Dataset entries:

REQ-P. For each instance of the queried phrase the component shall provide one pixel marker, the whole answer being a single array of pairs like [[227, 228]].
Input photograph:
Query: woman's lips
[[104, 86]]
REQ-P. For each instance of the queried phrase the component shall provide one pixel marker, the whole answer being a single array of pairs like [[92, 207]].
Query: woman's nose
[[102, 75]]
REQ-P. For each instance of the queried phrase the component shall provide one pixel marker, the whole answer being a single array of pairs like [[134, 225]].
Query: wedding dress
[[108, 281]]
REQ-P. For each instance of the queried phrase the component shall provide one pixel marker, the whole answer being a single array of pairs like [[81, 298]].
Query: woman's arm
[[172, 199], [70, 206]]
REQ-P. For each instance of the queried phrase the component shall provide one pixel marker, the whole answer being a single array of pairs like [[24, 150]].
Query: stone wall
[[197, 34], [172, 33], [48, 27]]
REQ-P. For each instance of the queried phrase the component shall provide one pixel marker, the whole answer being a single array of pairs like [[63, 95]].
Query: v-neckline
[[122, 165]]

* * *

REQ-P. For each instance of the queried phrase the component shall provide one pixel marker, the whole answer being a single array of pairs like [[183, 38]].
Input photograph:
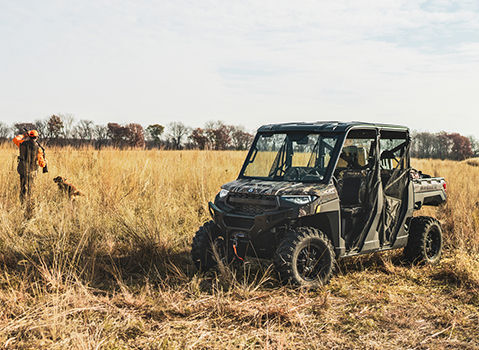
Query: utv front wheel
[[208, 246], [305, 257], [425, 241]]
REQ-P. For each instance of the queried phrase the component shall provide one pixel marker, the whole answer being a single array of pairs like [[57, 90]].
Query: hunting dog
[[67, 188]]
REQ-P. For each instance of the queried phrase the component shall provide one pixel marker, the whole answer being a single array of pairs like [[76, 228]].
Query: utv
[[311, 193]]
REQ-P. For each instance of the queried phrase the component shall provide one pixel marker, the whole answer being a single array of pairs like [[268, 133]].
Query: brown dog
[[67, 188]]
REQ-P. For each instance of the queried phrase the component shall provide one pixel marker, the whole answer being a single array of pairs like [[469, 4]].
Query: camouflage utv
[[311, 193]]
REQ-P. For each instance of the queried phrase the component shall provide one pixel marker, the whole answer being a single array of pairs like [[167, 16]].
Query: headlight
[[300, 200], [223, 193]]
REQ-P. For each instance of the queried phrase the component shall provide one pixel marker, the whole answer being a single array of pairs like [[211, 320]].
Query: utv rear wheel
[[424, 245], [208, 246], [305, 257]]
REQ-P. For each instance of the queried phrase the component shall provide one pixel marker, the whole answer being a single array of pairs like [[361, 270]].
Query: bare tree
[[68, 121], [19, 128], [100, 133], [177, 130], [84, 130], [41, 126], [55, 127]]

Your task: State how many lines in the records contain the string "woman". Reply with the number alone.

Task response: 3